* YOUR INSTRUCTIONS:
Copy out every line between the one holding "Here's a bet: you won't be able to pinpoint the lips" and the one holding "213 178 246 229", inclusive, shifting each bounding-box coordinate by adding 41 to it and leaving the other lines as they are.

* RECORDS TO PROCESS:
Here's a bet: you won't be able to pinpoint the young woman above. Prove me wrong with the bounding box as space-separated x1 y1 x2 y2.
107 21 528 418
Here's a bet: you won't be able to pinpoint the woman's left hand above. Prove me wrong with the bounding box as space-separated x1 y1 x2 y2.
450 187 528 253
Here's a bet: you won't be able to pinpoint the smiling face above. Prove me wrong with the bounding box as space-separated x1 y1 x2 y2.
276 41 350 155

---

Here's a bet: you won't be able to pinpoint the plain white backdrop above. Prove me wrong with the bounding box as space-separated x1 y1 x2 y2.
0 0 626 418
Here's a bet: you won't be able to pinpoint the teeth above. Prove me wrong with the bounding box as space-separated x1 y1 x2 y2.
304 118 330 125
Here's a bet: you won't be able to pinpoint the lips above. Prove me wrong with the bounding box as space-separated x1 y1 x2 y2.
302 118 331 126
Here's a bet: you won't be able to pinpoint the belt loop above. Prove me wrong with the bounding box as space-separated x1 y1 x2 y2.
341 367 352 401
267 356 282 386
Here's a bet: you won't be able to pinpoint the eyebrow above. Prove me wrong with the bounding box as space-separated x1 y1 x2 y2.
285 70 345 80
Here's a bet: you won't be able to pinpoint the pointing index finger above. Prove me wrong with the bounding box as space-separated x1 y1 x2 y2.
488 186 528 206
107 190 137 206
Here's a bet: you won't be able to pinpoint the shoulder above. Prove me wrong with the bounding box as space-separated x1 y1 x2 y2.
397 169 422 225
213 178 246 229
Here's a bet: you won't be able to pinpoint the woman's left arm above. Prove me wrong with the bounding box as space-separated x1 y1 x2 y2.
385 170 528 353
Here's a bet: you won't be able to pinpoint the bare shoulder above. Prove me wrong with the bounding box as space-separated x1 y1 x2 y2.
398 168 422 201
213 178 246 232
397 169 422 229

==

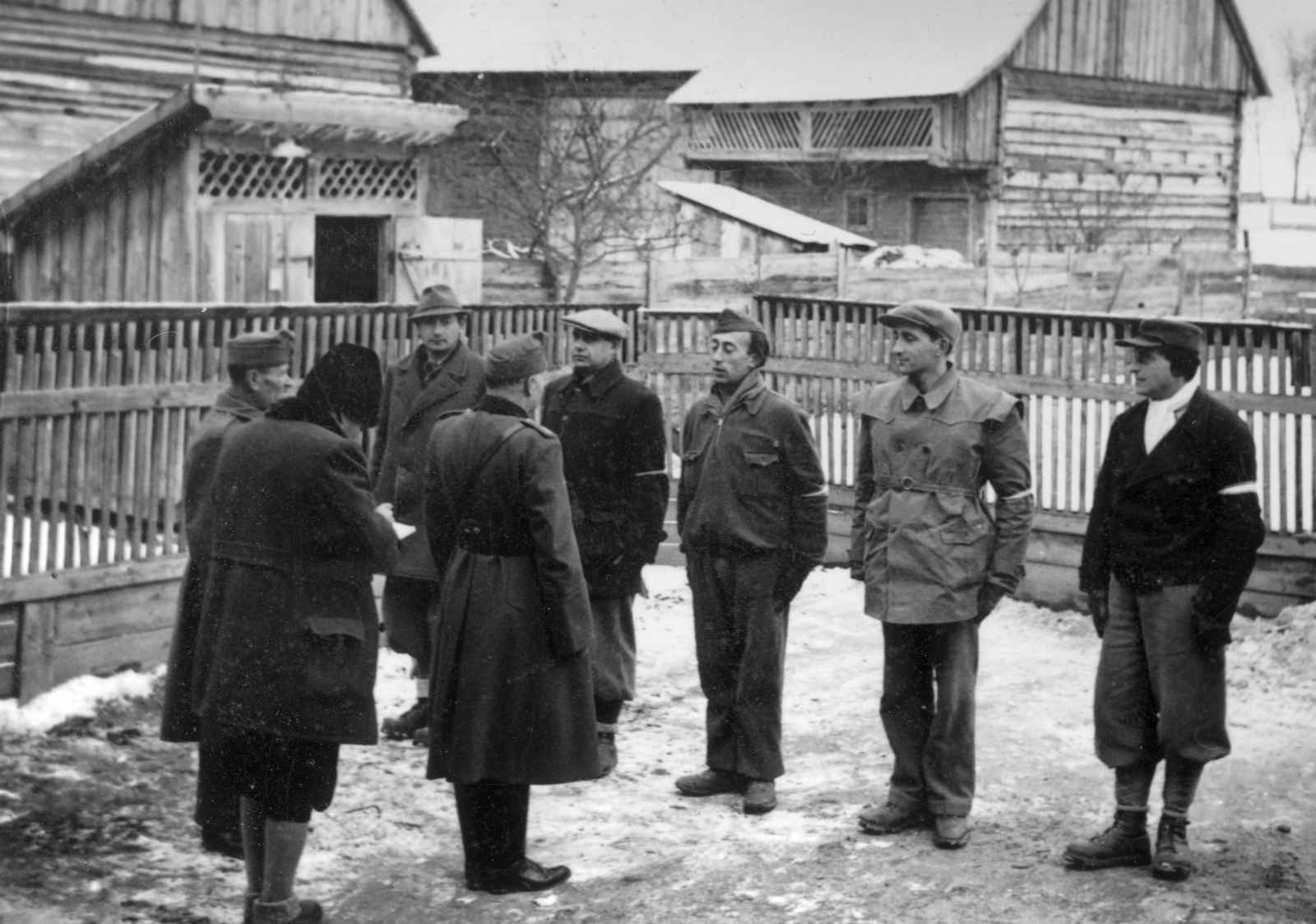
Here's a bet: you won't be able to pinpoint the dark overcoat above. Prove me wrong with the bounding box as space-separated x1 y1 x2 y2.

* EXERCISE RESULT:
Here's a bet: you won't be able to pinpoint the lips above. Prove me wrong with the bounding box as space-separated x1 y1 x2 y2.
343 159 372 167
Here's a bet: you won't be able to pinpoint the belt loop above. Prove me wrong with the bounding box as space-separated x1 y1 x2 y2.
382 408 393 442
308 397 323 427
Here's a bet: you won't be able to pinpoint the eyebrow above. Prove me wrong with the bounding box as space-separated x1 y1 x2 y2.
326 111 386 121
Here's a bet: you won't be able to pinpoint the pointing index finger above. Prove me wrong with the bounding box as space-separated x1 y1 x2 y2.
529 227 569 247
148 231 178 247
Here's a bet: you won't be able to pinpoint the shoulder above. Prove me wrong with the bounding box as space-separated x1 y1 x2 y2.
438 210 463 266
254 219 287 270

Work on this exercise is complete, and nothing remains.